▶ [THE EXERCISE]
Copy the lines below word for word, starting at the line that contains "instance of man's" and continuing through the last line of the items.

[Image region labeling items]
────────

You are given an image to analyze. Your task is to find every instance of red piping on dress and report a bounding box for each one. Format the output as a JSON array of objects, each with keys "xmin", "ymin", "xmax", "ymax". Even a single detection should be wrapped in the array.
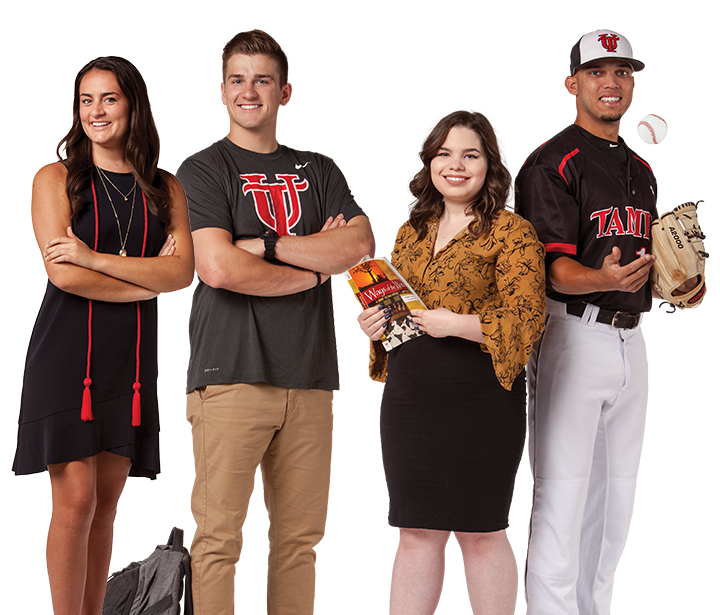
[
  {"xmin": 80, "ymin": 179, "xmax": 99, "ymax": 421},
  {"xmin": 80, "ymin": 179, "xmax": 148, "ymax": 427},
  {"xmin": 132, "ymin": 192, "xmax": 147, "ymax": 427}
]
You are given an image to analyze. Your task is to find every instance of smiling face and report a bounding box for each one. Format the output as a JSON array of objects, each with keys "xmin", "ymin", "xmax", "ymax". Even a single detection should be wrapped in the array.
[
  {"xmin": 222, "ymin": 53, "xmax": 292, "ymax": 151},
  {"xmin": 565, "ymin": 60, "xmax": 635, "ymax": 140},
  {"xmin": 430, "ymin": 126, "xmax": 488, "ymax": 210},
  {"xmin": 79, "ymin": 69, "xmax": 130, "ymax": 154}
]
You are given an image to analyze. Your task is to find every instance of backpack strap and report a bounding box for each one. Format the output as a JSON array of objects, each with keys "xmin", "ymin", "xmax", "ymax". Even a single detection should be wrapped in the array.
[
  {"xmin": 168, "ymin": 527, "xmax": 193, "ymax": 615},
  {"xmin": 168, "ymin": 527, "xmax": 184, "ymax": 551},
  {"xmin": 183, "ymin": 556, "xmax": 193, "ymax": 615}
]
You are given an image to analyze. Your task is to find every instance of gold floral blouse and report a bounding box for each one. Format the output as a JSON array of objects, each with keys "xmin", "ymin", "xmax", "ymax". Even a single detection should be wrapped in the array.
[{"xmin": 370, "ymin": 210, "xmax": 545, "ymax": 390}]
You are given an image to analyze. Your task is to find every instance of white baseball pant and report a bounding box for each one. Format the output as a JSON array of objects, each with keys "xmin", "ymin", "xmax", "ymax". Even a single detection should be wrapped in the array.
[{"xmin": 525, "ymin": 299, "xmax": 648, "ymax": 615}]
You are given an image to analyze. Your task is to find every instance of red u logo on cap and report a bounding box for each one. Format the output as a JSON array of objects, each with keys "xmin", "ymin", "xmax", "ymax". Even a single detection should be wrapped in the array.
[{"xmin": 598, "ymin": 34, "xmax": 620, "ymax": 53}]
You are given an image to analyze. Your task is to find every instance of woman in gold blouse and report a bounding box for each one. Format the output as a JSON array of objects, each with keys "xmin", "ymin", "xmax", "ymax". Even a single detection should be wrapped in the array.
[{"xmin": 358, "ymin": 111, "xmax": 545, "ymax": 615}]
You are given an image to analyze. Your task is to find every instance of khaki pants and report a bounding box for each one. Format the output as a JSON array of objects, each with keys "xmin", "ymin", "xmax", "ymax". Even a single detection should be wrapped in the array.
[{"xmin": 187, "ymin": 383, "xmax": 332, "ymax": 615}]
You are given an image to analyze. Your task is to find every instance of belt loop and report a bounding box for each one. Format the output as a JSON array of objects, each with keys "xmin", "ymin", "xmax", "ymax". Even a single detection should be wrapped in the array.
[{"xmin": 580, "ymin": 303, "xmax": 600, "ymax": 326}]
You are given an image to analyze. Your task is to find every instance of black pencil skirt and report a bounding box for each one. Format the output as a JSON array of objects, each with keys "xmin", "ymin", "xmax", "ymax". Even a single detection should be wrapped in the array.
[{"xmin": 380, "ymin": 335, "xmax": 526, "ymax": 532}]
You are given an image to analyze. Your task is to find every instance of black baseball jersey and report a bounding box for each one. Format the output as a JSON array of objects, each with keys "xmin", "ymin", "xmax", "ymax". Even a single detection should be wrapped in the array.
[{"xmin": 515, "ymin": 124, "xmax": 657, "ymax": 313}]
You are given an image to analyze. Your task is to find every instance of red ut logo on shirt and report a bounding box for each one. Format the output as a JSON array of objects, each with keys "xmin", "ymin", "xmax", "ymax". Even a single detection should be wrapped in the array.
[
  {"xmin": 240, "ymin": 173, "xmax": 308, "ymax": 235},
  {"xmin": 598, "ymin": 34, "xmax": 620, "ymax": 53}
]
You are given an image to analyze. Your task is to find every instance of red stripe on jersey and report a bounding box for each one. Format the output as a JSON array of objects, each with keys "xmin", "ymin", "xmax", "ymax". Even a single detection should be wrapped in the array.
[
  {"xmin": 558, "ymin": 147, "xmax": 580, "ymax": 184},
  {"xmin": 545, "ymin": 243, "xmax": 577, "ymax": 256},
  {"xmin": 633, "ymin": 156, "xmax": 653, "ymax": 173}
]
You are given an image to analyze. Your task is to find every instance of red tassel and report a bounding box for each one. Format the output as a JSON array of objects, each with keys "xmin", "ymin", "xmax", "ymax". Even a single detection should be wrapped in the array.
[
  {"xmin": 80, "ymin": 378, "xmax": 95, "ymax": 421},
  {"xmin": 133, "ymin": 382, "xmax": 140, "ymax": 427}
]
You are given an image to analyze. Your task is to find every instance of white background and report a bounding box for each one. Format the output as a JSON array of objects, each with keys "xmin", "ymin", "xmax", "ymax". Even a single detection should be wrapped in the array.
[{"xmin": 0, "ymin": 0, "xmax": 720, "ymax": 615}]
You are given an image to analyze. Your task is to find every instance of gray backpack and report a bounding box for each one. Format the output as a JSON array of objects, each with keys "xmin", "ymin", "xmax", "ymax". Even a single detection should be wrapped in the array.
[{"xmin": 102, "ymin": 527, "xmax": 193, "ymax": 615}]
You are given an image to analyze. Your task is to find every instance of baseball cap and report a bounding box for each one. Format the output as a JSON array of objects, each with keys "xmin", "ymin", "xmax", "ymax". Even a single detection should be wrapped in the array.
[{"xmin": 570, "ymin": 30, "xmax": 645, "ymax": 75}]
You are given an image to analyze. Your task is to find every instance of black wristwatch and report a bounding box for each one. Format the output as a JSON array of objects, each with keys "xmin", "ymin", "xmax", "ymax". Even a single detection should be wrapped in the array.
[{"xmin": 260, "ymin": 231, "xmax": 278, "ymax": 261}]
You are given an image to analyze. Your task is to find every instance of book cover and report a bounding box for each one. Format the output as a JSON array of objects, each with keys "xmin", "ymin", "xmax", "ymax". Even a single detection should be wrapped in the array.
[{"xmin": 345, "ymin": 258, "xmax": 427, "ymax": 351}]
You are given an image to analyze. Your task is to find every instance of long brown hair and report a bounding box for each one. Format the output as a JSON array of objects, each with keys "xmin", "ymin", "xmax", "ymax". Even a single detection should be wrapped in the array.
[
  {"xmin": 57, "ymin": 56, "xmax": 170, "ymax": 225},
  {"xmin": 410, "ymin": 111, "xmax": 512, "ymax": 239}
]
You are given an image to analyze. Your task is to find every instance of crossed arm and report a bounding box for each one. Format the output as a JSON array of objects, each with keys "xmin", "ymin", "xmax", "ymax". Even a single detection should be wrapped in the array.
[
  {"xmin": 192, "ymin": 215, "xmax": 375, "ymax": 297},
  {"xmin": 548, "ymin": 246, "xmax": 655, "ymax": 295},
  {"xmin": 32, "ymin": 162, "xmax": 193, "ymax": 303}
]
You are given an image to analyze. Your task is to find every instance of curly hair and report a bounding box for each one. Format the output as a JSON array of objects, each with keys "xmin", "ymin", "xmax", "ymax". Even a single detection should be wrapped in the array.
[
  {"xmin": 410, "ymin": 111, "xmax": 512, "ymax": 240},
  {"xmin": 57, "ymin": 56, "xmax": 171, "ymax": 226}
]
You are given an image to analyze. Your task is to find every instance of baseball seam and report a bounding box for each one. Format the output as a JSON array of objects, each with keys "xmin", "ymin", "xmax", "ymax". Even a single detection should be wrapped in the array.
[{"xmin": 640, "ymin": 120, "xmax": 659, "ymax": 145}]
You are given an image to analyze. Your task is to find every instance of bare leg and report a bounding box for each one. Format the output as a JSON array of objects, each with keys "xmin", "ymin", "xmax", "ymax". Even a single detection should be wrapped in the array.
[
  {"xmin": 390, "ymin": 528, "xmax": 450, "ymax": 615},
  {"xmin": 455, "ymin": 530, "xmax": 518, "ymax": 615},
  {"xmin": 47, "ymin": 457, "xmax": 96, "ymax": 615},
  {"xmin": 82, "ymin": 452, "xmax": 131, "ymax": 615},
  {"xmin": 47, "ymin": 453, "xmax": 130, "ymax": 615}
]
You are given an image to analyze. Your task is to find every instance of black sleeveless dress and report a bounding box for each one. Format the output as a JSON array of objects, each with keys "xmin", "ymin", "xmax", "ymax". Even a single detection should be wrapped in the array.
[{"xmin": 13, "ymin": 171, "xmax": 165, "ymax": 478}]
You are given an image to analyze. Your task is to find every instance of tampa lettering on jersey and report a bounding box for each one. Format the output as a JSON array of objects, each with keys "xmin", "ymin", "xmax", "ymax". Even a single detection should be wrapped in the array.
[
  {"xmin": 240, "ymin": 173, "xmax": 309, "ymax": 235},
  {"xmin": 590, "ymin": 207, "xmax": 652, "ymax": 239}
]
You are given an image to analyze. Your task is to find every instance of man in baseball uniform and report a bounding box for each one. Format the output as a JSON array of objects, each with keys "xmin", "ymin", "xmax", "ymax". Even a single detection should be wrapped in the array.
[
  {"xmin": 177, "ymin": 30, "xmax": 374, "ymax": 615},
  {"xmin": 516, "ymin": 30, "xmax": 657, "ymax": 615}
]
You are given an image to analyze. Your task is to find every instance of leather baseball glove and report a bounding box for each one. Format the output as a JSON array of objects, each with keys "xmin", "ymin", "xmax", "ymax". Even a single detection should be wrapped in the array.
[{"xmin": 650, "ymin": 201, "xmax": 708, "ymax": 311}]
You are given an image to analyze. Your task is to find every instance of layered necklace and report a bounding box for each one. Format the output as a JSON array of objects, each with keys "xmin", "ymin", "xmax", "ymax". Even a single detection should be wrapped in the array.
[{"xmin": 95, "ymin": 165, "xmax": 137, "ymax": 256}]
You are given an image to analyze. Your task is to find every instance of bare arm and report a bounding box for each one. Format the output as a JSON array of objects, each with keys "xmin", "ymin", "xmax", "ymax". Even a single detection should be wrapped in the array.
[
  {"xmin": 192, "ymin": 227, "xmax": 327, "ymax": 297},
  {"xmin": 235, "ymin": 214, "xmax": 375, "ymax": 275},
  {"xmin": 32, "ymin": 162, "xmax": 165, "ymax": 303},
  {"xmin": 548, "ymin": 247, "xmax": 655, "ymax": 295},
  {"xmin": 45, "ymin": 173, "xmax": 194, "ymax": 293},
  {"xmin": 410, "ymin": 308, "xmax": 485, "ymax": 344}
]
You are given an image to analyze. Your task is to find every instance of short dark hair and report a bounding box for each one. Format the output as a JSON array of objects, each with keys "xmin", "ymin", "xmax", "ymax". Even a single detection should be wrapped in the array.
[
  {"xmin": 410, "ymin": 111, "xmax": 512, "ymax": 239},
  {"xmin": 223, "ymin": 30, "xmax": 288, "ymax": 86}
]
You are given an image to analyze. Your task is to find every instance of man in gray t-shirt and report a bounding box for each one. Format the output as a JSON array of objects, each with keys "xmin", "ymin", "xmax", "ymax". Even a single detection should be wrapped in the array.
[{"xmin": 177, "ymin": 30, "xmax": 374, "ymax": 615}]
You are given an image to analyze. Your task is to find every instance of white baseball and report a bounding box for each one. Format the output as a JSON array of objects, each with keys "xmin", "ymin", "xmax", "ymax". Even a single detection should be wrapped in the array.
[{"xmin": 638, "ymin": 113, "xmax": 667, "ymax": 145}]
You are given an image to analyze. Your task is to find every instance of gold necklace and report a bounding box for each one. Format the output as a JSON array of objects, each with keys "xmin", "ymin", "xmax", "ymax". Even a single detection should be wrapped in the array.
[
  {"xmin": 95, "ymin": 165, "xmax": 137, "ymax": 201},
  {"xmin": 95, "ymin": 165, "xmax": 137, "ymax": 256}
]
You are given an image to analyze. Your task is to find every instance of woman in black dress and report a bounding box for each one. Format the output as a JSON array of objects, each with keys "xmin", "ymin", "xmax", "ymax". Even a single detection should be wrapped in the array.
[
  {"xmin": 358, "ymin": 111, "xmax": 545, "ymax": 615},
  {"xmin": 13, "ymin": 57, "xmax": 193, "ymax": 615}
]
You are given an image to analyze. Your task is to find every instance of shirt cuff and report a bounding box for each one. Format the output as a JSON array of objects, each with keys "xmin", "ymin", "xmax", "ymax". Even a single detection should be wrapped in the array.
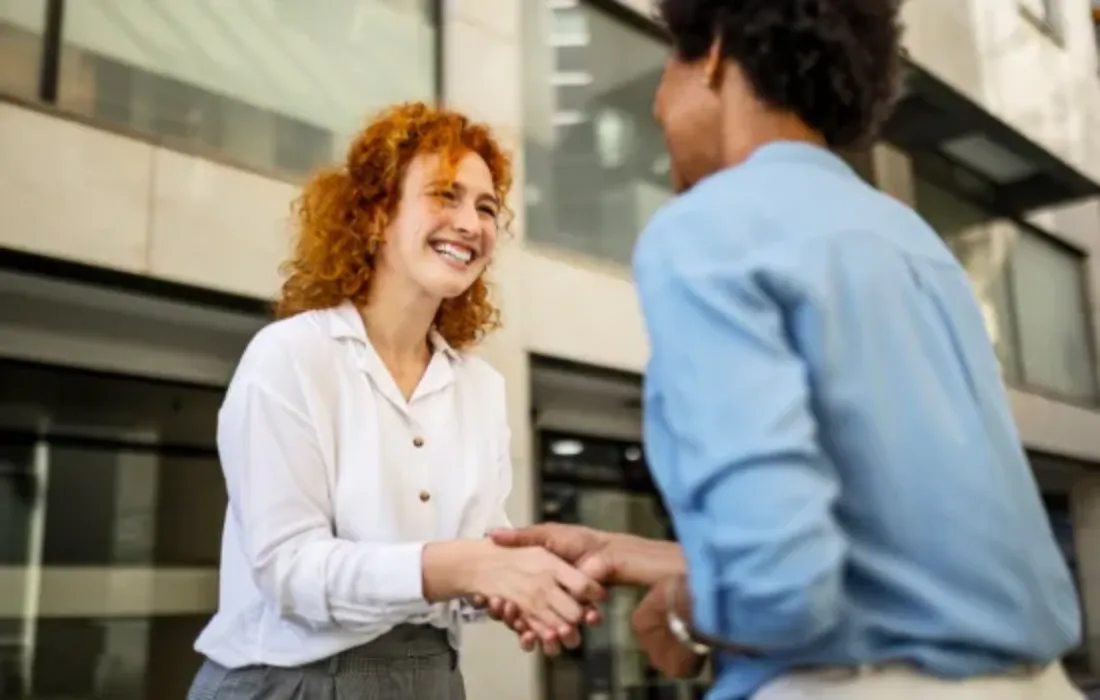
[
  {"xmin": 684, "ymin": 521, "xmax": 728, "ymax": 639},
  {"xmin": 372, "ymin": 542, "xmax": 425, "ymax": 601}
]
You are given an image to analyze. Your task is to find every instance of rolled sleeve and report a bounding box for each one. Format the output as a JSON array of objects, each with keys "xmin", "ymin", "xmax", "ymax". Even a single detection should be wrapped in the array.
[{"xmin": 635, "ymin": 217, "xmax": 847, "ymax": 649}]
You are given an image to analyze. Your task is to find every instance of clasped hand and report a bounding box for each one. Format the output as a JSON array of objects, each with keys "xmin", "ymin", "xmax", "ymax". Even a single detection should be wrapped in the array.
[{"xmin": 474, "ymin": 524, "xmax": 703, "ymax": 678}]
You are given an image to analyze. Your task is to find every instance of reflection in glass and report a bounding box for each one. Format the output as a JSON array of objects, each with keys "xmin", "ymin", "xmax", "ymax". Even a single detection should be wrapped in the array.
[
  {"xmin": 915, "ymin": 177, "xmax": 1020, "ymax": 383},
  {"xmin": 916, "ymin": 177, "xmax": 1097, "ymax": 403},
  {"xmin": 0, "ymin": 361, "xmax": 227, "ymax": 700},
  {"xmin": 539, "ymin": 433, "xmax": 707, "ymax": 700},
  {"xmin": 1012, "ymin": 234, "xmax": 1097, "ymax": 403},
  {"xmin": 0, "ymin": 0, "xmax": 46, "ymax": 97},
  {"xmin": 521, "ymin": 0, "xmax": 671, "ymax": 263},
  {"xmin": 51, "ymin": 0, "xmax": 436, "ymax": 173}
]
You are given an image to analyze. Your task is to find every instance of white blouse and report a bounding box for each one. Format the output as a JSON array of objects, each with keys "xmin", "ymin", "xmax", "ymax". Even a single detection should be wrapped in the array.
[{"xmin": 195, "ymin": 303, "xmax": 512, "ymax": 668}]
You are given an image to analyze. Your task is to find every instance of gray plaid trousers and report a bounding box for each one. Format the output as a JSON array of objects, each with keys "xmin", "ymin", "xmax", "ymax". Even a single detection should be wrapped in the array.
[{"xmin": 187, "ymin": 625, "xmax": 466, "ymax": 700}]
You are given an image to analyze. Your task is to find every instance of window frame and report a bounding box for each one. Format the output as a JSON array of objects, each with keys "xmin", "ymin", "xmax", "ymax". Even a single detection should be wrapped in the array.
[
  {"xmin": 911, "ymin": 155, "xmax": 1100, "ymax": 411},
  {"xmin": 17, "ymin": 0, "xmax": 446, "ymax": 183}
]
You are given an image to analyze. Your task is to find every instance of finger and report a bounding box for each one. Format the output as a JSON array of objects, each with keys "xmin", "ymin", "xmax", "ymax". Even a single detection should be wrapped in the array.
[
  {"xmin": 547, "ymin": 588, "xmax": 584, "ymax": 636},
  {"xmin": 502, "ymin": 600, "xmax": 519, "ymax": 623},
  {"xmin": 488, "ymin": 526, "xmax": 542, "ymax": 547},
  {"xmin": 523, "ymin": 614, "xmax": 560, "ymax": 644},
  {"xmin": 576, "ymin": 553, "xmax": 612, "ymax": 581},
  {"xmin": 519, "ymin": 632, "xmax": 539, "ymax": 652},
  {"xmin": 584, "ymin": 608, "xmax": 604, "ymax": 625},
  {"xmin": 554, "ymin": 559, "xmax": 606, "ymax": 603},
  {"xmin": 561, "ymin": 627, "xmax": 581, "ymax": 649},
  {"xmin": 542, "ymin": 637, "xmax": 561, "ymax": 656}
]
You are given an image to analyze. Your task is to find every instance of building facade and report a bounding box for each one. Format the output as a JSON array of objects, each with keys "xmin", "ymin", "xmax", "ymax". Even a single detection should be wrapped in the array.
[{"xmin": 0, "ymin": 0, "xmax": 1100, "ymax": 700}]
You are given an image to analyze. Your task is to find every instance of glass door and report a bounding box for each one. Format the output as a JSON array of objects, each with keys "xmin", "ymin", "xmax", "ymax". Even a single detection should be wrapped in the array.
[{"xmin": 538, "ymin": 433, "xmax": 702, "ymax": 700}]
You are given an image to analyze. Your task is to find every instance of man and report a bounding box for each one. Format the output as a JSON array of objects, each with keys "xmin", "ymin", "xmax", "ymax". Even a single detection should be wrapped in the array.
[{"xmin": 495, "ymin": 0, "xmax": 1080, "ymax": 700}]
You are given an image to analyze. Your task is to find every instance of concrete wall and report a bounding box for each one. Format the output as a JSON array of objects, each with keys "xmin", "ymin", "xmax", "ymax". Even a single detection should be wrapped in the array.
[{"xmin": 0, "ymin": 0, "xmax": 1100, "ymax": 700}]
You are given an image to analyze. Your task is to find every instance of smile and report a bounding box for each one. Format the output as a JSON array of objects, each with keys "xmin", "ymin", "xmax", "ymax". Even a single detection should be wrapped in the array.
[{"xmin": 431, "ymin": 241, "xmax": 477, "ymax": 267}]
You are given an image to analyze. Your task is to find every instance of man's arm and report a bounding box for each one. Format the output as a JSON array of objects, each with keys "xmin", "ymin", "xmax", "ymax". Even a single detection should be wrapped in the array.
[
  {"xmin": 491, "ymin": 523, "xmax": 686, "ymax": 588},
  {"xmin": 635, "ymin": 212, "xmax": 847, "ymax": 650}
]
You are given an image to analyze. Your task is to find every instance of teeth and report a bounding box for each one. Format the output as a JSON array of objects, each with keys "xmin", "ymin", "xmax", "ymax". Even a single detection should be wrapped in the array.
[{"xmin": 431, "ymin": 238, "xmax": 474, "ymax": 264}]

────────

▶ [FINISHED EXERCISE]
You are given an image to analyze. Your task is to find every instance of man's arm and report a bounding box for each one. Format the output as a JSON array of objects, each with keys "xmin", "ymin", "xmax", "ymax". Even a single detection should be wrapped in the array.
[
  {"xmin": 491, "ymin": 523, "xmax": 686, "ymax": 588},
  {"xmin": 635, "ymin": 212, "xmax": 847, "ymax": 650}
]
You are given an image to analyze. Your task is to find every instance of teeth and report a bounding box for each one. Format the output as a JSON array of objects, each with keys "xmin", "ymin", "xmax", "ymax". Even a single detection should be wrapped in the array.
[{"xmin": 431, "ymin": 238, "xmax": 474, "ymax": 264}]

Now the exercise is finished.